- PROBLEM DETAILS -
Reproduce the stretch of entries from the line containing "Target: bearded man in orange robe" through the end of the entries, substituting "saffron" for every occurrence of "orange" and leaving everything else unchanged. Return only those lines.

___ AVAILABLE RECORDS ___

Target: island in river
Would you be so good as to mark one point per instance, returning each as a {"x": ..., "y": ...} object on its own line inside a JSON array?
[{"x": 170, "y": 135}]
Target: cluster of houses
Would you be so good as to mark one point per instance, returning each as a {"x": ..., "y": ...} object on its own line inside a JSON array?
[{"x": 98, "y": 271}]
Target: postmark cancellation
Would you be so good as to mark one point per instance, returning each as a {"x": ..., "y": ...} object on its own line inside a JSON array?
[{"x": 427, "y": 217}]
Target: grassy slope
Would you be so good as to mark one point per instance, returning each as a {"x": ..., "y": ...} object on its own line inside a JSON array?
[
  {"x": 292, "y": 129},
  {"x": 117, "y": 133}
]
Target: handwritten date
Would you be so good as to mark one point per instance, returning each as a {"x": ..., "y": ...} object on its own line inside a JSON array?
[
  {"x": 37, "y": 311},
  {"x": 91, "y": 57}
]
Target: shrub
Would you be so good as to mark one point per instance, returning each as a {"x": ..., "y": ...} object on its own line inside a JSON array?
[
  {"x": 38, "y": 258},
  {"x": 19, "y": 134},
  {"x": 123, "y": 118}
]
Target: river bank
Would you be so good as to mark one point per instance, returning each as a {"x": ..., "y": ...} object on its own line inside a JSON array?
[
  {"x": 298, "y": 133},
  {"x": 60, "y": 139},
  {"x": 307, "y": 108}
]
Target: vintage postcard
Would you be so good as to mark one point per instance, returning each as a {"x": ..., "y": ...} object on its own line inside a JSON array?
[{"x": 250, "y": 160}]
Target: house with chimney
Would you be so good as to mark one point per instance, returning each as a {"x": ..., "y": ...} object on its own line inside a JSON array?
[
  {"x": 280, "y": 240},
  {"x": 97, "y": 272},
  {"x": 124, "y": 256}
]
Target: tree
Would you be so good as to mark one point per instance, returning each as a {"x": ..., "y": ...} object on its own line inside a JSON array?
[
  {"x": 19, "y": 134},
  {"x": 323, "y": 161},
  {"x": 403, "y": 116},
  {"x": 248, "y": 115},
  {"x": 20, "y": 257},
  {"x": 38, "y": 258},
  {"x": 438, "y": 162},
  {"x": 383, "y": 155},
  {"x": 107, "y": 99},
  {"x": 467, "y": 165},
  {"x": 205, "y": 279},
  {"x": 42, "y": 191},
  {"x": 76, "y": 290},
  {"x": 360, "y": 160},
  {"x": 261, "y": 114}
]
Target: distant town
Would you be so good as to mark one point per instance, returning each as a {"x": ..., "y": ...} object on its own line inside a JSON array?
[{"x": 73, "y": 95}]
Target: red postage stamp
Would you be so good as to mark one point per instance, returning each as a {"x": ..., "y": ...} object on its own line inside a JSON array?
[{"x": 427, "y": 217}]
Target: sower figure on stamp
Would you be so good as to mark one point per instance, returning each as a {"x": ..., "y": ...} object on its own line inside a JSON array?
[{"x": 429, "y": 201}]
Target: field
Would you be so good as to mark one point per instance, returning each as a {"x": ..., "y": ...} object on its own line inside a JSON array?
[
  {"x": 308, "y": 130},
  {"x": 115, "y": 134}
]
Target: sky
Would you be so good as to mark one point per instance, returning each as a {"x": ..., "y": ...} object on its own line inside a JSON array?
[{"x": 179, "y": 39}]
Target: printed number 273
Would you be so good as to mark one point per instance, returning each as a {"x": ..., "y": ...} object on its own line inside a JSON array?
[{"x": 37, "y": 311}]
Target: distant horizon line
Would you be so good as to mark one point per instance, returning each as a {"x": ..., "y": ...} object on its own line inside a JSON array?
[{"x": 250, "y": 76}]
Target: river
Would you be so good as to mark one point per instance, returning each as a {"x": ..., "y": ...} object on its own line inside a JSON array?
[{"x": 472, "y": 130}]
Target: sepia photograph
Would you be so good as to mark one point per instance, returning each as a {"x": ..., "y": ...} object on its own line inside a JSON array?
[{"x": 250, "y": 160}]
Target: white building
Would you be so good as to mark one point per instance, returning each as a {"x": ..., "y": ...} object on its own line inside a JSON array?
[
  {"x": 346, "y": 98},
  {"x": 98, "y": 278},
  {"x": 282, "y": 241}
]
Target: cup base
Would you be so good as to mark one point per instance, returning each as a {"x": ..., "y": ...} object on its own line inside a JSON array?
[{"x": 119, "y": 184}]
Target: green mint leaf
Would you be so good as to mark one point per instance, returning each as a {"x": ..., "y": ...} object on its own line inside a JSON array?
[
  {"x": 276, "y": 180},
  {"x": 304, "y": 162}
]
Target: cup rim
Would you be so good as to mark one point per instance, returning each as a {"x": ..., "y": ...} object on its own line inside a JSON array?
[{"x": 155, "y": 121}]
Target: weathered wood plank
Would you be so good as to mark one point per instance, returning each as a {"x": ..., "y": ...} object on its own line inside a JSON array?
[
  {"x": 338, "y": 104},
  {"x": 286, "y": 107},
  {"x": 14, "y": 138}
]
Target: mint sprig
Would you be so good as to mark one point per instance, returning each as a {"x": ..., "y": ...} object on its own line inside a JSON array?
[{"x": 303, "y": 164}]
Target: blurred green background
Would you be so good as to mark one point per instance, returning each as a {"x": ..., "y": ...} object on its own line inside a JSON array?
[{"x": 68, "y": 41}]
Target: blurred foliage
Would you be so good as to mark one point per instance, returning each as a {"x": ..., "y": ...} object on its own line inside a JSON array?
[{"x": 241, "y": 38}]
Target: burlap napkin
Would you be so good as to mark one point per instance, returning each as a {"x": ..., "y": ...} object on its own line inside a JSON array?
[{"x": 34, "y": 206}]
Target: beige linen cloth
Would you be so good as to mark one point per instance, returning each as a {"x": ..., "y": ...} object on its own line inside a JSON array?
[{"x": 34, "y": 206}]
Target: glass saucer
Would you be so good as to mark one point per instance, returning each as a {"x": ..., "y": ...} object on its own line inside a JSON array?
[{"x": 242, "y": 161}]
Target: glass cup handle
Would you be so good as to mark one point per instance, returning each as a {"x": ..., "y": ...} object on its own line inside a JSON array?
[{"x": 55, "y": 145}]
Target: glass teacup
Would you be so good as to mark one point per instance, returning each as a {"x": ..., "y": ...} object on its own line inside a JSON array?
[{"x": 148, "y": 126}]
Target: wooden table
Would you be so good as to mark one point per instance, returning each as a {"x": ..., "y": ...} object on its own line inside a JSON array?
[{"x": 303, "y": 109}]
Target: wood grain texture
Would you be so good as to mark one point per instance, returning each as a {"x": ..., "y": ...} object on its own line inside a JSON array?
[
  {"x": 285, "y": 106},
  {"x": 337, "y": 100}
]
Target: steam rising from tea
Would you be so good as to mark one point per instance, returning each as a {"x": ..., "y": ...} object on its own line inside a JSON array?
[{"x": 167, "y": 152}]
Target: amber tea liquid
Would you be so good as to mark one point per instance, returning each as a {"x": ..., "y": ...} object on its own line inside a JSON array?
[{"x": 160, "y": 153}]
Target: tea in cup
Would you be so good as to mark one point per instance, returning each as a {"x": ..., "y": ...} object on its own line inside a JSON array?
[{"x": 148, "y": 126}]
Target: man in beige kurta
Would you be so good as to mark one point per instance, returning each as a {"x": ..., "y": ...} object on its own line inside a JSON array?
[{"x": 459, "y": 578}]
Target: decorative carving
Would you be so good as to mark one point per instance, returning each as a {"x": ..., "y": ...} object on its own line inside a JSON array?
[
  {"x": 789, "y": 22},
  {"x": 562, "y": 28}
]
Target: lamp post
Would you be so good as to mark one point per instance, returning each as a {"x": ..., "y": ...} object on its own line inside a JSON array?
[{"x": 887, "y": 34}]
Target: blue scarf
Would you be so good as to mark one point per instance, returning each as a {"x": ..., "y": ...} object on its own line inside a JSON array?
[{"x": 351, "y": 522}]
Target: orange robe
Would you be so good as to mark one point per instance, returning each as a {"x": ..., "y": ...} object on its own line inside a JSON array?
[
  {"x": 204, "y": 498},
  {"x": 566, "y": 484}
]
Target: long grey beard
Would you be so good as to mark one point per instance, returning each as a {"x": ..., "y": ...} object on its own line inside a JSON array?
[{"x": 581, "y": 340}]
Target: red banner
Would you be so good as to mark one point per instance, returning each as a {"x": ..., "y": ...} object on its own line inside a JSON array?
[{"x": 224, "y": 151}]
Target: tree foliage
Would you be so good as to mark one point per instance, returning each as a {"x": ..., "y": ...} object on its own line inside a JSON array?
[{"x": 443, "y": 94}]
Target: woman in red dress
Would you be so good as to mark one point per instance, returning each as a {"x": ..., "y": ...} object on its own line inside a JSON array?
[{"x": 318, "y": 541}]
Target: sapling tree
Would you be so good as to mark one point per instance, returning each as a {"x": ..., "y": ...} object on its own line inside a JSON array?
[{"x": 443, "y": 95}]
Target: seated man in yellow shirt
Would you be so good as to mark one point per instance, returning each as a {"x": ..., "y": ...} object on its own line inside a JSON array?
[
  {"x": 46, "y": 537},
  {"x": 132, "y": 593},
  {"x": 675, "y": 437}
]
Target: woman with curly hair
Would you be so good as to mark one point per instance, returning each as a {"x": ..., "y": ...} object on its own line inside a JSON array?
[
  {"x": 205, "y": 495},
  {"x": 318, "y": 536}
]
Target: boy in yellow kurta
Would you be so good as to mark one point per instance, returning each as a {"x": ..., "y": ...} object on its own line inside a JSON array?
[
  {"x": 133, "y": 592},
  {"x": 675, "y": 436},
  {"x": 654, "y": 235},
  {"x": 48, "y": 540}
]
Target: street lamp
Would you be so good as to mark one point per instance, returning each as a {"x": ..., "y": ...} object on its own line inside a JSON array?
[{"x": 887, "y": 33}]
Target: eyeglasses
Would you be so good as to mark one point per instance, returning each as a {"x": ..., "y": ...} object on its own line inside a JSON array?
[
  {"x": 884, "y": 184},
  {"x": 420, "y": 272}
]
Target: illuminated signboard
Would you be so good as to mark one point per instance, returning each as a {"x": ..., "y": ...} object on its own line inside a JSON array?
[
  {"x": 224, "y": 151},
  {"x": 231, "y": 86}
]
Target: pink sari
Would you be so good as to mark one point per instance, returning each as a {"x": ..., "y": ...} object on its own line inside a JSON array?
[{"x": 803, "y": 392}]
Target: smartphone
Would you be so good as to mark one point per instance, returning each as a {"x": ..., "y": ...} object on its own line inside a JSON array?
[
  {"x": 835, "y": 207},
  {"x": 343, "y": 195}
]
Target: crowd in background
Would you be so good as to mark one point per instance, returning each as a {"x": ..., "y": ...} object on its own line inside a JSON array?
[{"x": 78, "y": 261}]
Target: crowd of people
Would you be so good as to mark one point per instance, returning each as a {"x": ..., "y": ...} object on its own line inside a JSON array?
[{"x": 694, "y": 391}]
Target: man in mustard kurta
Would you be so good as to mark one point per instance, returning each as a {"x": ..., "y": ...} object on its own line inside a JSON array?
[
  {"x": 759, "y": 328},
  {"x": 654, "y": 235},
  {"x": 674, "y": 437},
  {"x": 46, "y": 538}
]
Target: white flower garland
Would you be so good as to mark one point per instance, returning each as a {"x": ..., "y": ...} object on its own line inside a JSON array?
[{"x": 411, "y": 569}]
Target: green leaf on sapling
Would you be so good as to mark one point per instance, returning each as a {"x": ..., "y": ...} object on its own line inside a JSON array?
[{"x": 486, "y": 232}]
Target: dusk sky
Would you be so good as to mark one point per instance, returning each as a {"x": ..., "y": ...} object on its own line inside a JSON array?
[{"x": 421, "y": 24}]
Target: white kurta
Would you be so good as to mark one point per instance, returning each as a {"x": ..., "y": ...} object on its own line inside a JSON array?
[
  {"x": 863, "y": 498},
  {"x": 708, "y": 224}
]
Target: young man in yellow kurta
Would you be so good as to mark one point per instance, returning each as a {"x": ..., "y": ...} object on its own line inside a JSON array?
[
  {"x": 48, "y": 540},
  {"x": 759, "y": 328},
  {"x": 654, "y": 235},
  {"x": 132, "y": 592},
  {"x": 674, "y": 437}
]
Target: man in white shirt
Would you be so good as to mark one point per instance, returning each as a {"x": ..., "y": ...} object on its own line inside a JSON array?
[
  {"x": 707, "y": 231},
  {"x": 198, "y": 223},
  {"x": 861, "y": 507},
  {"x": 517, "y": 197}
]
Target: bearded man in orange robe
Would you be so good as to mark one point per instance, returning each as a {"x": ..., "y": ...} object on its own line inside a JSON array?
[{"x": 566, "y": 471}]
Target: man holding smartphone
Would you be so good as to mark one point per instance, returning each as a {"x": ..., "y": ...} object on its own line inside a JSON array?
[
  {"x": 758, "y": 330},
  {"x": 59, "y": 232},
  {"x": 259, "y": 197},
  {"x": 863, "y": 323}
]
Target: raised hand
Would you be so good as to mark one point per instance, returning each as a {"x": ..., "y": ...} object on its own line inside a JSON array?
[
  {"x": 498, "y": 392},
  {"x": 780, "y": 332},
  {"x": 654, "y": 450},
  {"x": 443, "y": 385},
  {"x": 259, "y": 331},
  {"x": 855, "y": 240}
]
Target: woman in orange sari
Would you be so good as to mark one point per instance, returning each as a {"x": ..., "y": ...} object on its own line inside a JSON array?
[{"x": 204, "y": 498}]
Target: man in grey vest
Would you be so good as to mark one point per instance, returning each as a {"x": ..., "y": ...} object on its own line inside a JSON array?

___

- SOLUTION TO THE PROBLEM -
Target: bearded man in saffron robe
Would you be so good as to mark one point per instance, returning each as a {"x": ..., "y": ...} object on its own line inside a JSON array?
[{"x": 566, "y": 471}]
Target: man holding smartphone
Would you be so good as to mark one point per instance, returning each as a {"x": ..., "y": ...} object on its own line inside a JSON array?
[
  {"x": 758, "y": 330},
  {"x": 59, "y": 232},
  {"x": 259, "y": 197},
  {"x": 863, "y": 323}
]
Target: raised hand
Would you be so good as to mark one point per instance, returning each as a {"x": ..., "y": ...} object on its own line inside a JSON array?
[
  {"x": 498, "y": 392},
  {"x": 780, "y": 332},
  {"x": 654, "y": 450},
  {"x": 443, "y": 385},
  {"x": 259, "y": 331},
  {"x": 855, "y": 240}
]
Target: woman in saffron sari
Would you be so good as to mark one point per instance, returning each as a {"x": ..., "y": ...} object on its own line inside a JSON array?
[{"x": 204, "y": 498}]
Target: man in grey vest
Would you be so good as to mark one point per instance, returning each as a {"x": ..., "y": ...} object on its own line inside a JSON array?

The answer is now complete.